--- MATERIAL PROVIDED Enclosed Below ---
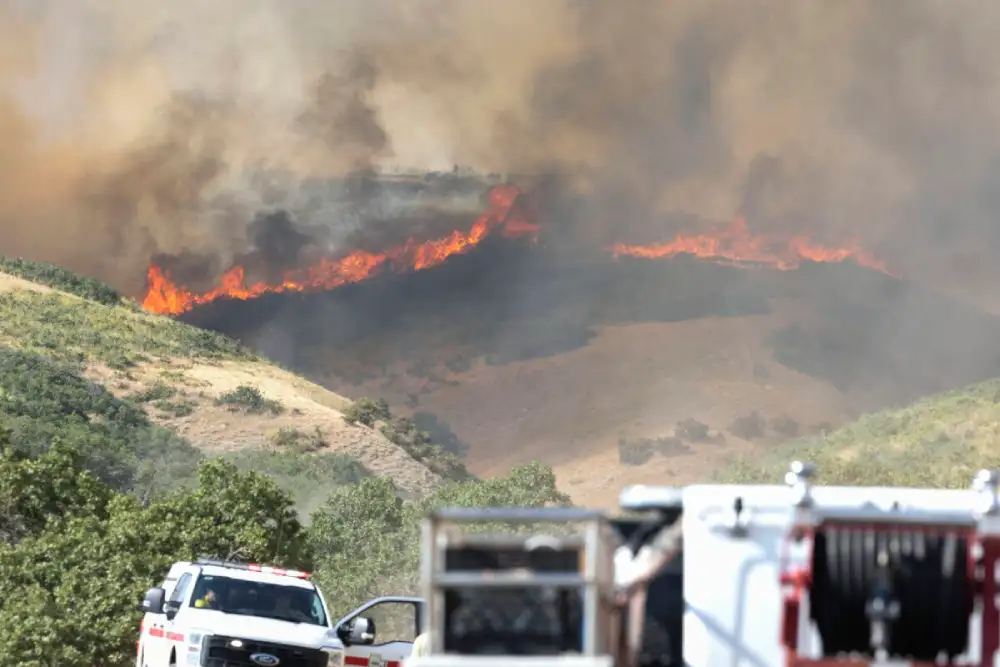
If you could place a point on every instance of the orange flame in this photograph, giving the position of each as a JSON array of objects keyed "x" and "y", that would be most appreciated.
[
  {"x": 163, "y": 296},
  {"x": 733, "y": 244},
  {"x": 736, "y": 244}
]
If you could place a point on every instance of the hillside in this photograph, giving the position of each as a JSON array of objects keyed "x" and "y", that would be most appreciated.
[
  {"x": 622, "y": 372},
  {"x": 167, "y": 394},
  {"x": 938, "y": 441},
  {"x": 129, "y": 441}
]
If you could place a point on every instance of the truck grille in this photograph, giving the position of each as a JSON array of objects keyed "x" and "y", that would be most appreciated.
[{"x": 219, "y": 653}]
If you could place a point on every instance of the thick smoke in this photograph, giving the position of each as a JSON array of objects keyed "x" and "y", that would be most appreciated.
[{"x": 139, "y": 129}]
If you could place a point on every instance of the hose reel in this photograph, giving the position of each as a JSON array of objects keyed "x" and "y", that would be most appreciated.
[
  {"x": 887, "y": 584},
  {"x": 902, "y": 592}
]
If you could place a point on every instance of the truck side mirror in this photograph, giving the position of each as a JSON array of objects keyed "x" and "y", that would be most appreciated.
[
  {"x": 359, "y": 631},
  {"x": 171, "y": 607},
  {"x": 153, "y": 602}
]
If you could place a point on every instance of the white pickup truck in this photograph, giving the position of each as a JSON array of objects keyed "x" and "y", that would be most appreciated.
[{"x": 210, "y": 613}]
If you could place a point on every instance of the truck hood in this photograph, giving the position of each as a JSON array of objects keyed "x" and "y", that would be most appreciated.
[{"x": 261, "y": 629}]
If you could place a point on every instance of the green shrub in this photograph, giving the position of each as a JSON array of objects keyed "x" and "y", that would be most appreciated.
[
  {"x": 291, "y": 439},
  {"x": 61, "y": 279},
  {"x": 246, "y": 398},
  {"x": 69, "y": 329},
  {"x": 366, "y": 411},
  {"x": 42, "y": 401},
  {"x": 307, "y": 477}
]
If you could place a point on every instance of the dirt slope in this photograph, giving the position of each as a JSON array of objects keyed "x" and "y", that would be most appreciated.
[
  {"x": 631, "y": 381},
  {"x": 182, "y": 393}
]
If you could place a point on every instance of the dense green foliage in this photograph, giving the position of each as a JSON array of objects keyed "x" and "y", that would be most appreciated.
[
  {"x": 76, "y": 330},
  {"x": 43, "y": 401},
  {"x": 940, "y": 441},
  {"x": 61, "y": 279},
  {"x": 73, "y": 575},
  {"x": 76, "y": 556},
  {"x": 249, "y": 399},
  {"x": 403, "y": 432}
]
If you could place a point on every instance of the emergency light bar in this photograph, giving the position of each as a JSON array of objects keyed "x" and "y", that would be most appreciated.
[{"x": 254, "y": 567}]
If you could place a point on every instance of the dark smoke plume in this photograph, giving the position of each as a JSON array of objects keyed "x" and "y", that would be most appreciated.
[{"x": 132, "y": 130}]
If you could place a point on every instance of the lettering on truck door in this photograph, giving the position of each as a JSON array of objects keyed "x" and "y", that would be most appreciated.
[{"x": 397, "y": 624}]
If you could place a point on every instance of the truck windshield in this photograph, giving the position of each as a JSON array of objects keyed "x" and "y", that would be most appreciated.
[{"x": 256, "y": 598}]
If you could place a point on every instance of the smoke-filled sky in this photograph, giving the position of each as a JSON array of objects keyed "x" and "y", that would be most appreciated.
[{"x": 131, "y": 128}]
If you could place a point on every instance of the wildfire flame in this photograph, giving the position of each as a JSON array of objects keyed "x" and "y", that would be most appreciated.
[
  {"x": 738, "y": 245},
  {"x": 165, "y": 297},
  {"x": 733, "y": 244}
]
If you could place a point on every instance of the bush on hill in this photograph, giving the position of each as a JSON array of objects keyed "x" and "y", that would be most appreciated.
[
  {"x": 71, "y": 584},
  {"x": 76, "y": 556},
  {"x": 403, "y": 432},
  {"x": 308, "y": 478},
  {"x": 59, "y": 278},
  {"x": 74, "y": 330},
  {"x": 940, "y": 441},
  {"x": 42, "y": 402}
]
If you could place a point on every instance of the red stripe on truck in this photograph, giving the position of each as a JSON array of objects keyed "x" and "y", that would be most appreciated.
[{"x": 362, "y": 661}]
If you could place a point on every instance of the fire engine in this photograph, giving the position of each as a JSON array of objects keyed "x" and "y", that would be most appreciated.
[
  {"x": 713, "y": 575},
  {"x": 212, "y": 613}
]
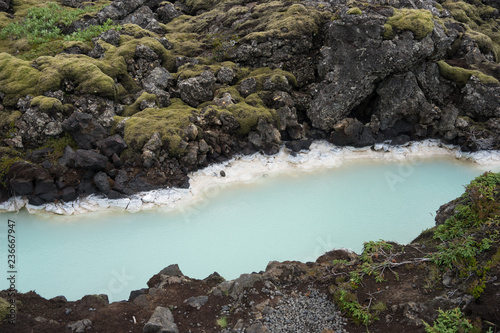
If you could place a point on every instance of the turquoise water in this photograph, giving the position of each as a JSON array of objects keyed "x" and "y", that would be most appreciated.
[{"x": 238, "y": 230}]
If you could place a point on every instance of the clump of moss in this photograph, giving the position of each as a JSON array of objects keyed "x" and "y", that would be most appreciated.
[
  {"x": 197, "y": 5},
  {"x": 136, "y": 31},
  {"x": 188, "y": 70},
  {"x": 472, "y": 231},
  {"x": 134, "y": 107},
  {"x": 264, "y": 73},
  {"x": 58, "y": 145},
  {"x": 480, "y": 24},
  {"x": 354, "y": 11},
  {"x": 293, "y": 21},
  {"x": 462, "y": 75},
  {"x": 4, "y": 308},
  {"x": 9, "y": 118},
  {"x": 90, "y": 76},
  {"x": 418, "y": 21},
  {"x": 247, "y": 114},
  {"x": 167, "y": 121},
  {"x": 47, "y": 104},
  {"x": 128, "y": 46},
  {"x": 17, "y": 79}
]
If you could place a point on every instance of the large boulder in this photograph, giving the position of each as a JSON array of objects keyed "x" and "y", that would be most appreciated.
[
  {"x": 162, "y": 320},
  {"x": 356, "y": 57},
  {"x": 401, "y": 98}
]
--- End of Enclosed MATERIAL PROVIDED ---
◆ WHAT YOU SHOULD DO: Print every line above once more, exactly. Omit the pictures.

◆ TASK RESPONSE:
If you could place a point on every instance of the orange flame in this photograph, giving the position of each as a JSON array of objects keyed "x" and "y", that would be most appreciated.
[
  {"x": 163, "y": 296},
  {"x": 733, "y": 244},
  {"x": 736, "y": 244}
]
If you could place a point on every instance of the hillside in this photograph, giving the position of each as a JSON array of objects keyed "x" and "y", that would be most appreciated.
[
  {"x": 622, "y": 372},
  {"x": 167, "y": 394},
  {"x": 938, "y": 441},
  {"x": 129, "y": 441}
]
If you could place a point on every instance of the truck grille in this photograph, giving the position of each as a JSON array of objects keyed "x" and "y", that would be most appreciated.
[{"x": 219, "y": 653}]
If you could place a point on every instance of the thick smoke in this photograph, giving the position of each as a JSON array of objects keyed "x" and "y", that would be most appreciated.
[{"x": 139, "y": 129}]
If you could place a point on every instance of the hose reel in this photograph, giving the position of each as a JSON array of objects keyed "x" and "y", that would be most appreciated.
[
  {"x": 887, "y": 584},
  {"x": 902, "y": 592}
]
If you could place a point on every instance of the truck side mirror in this photograph, giving the position of each as a JSON array of objects keyed "x" and "y", that would be most appreciated.
[
  {"x": 359, "y": 631},
  {"x": 171, "y": 607},
  {"x": 153, "y": 602}
]
If you could place a point on every instance of the white pickup truck in this photograph, giving the position of each as a JSON array of objects keyed "x" and "y", that would be most appreciated.
[{"x": 210, "y": 613}]
If you could place a point on every instance of the truck hood in this photograph, giving the position of each as a JSON array of objects keyed "x" and "y", that would be most appreciated.
[{"x": 261, "y": 629}]
If you could place a point on every instance of the green shrub in this photograph, giving the position of each as a JSON array of objects keyed "x" and "y", that would be most appreciated.
[
  {"x": 291, "y": 439},
  {"x": 61, "y": 279},
  {"x": 246, "y": 398},
  {"x": 69, "y": 329},
  {"x": 366, "y": 411},
  {"x": 42, "y": 401},
  {"x": 307, "y": 477}
]
If you could place a point on every instance of the dirt slope in this photograph, giving the position of each as a JSON array of objects keyed "x" and "y", that would be most appreciated.
[
  {"x": 631, "y": 381},
  {"x": 182, "y": 393}
]
If you could place a point on every instance of the dense green foliage in this photograph, giving the position of each as a JSON array of objects keyed "x" and "y", that would be most appreciated.
[
  {"x": 76, "y": 330},
  {"x": 43, "y": 401},
  {"x": 940, "y": 441},
  {"x": 61, "y": 279},
  {"x": 73, "y": 575},
  {"x": 76, "y": 556},
  {"x": 249, "y": 399},
  {"x": 403, "y": 432}
]
If you could place a point on every instance of the emergency light bar in this photograph, giving the position of each as a JSON array of objects keyed "x" and "y", that would be most appreciated.
[{"x": 254, "y": 567}]
If you could place a point on every instance of the dark smoke plume in this photograph, giving the position of each as a JSON array of objects keyed "x" and "y", that would be most appreciated.
[{"x": 132, "y": 130}]
If you could place a point on every instance of the lettering on truck door in this photograph, giving the position of each as a JSON array of objects keyed "x" and "y", that would be most appreciated.
[{"x": 397, "y": 624}]
If you could place a point on every instance of the truck windshield in this photograph, giving the position of each as a JSON array of objects keyed "x" and "y", that would be most appreciated.
[{"x": 256, "y": 598}]
If you could place a point on every instance of the smoke-filled sky in this photograph, giving the position of each as a JSON array of objects keyed "x" and "y", that would be most appreciated.
[{"x": 131, "y": 128}]
If you could place a point on every instance of the wildfire flame in this photograph, giving the position of each as a JSON array of objects keyed "x" and "y", that would be most appreciated.
[
  {"x": 738, "y": 245},
  {"x": 165, "y": 297},
  {"x": 733, "y": 244}
]
If you could place a point on every instance of the bush on hill in this photograph, giving the position of each as a JSON array of objects keyed "x" and "y", that would be most appreciated.
[
  {"x": 71, "y": 584},
  {"x": 76, "y": 556},
  {"x": 403, "y": 432},
  {"x": 308, "y": 478},
  {"x": 59, "y": 278},
  {"x": 74, "y": 330},
  {"x": 940, "y": 441},
  {"x": 42, "y": 402}
]
If you could place a point on every instance of the red stripe on truck in this photograph, giving the position of each as a JSON array of objects keyed "x" and "y", that would be most appreciated.
[{"x": 362, "y": 661}]
If you could place a point on every instance of the fire engine in this photograph, giving the position of each as a JSON array of objects keyed "x" and "y", that would be most appreciated.
[
  {"x": 713, "y": 575},
  {"x": 212, "y": 613}
]
If you could place a point on every instance of the turquoise water in this photograph, giving the position of each as a JSON array of objects keyed "x" and "y", that would be most appreciated.
[{"x": 238, "y": 230}]
If you could place a point on every instance of the clump of moss in this photograph, giving the position of each as a JSON array of objects keyed "x" and "y", that would be most appreciated.
[
  {"x": 197, "y": 5},
  {"x": 136, "y": 31},
  {"x": 188, "y": 70},
  {"x": 472, "y": 231},
  {"x": 134, "y": 107},
  {"x": 264, "y": 73},
  {"x": 58, "y": 145},
  {"x": 480, "y": 24},
  {"x": 354, "y": 11},
  {"x": 293, "y": 21},
  {"x": 462, "y": 75},
  {"x": 4, "y": 308},
  {"x": 9, "y": 118},
  {"x": 90, "y": 76},
  {"x": 418, "y": 21},
  {"x": 247, "y": 114},
  {"x": 167, "y": 121},
  {"x": 47, "y": 104},
  {"x": 128, "y": 46},
  {"x": 17, "y": 79}
]
If you could place a point on every instance of the large boulder in this photograph, giving the position of each as a JSON array of objects keyed "x" and "y", that would be most appreciated.
[
  {"x": 162, "y": 320},
  {"x": 356, "y": 57},
  {"x": 401, "y": 98}
]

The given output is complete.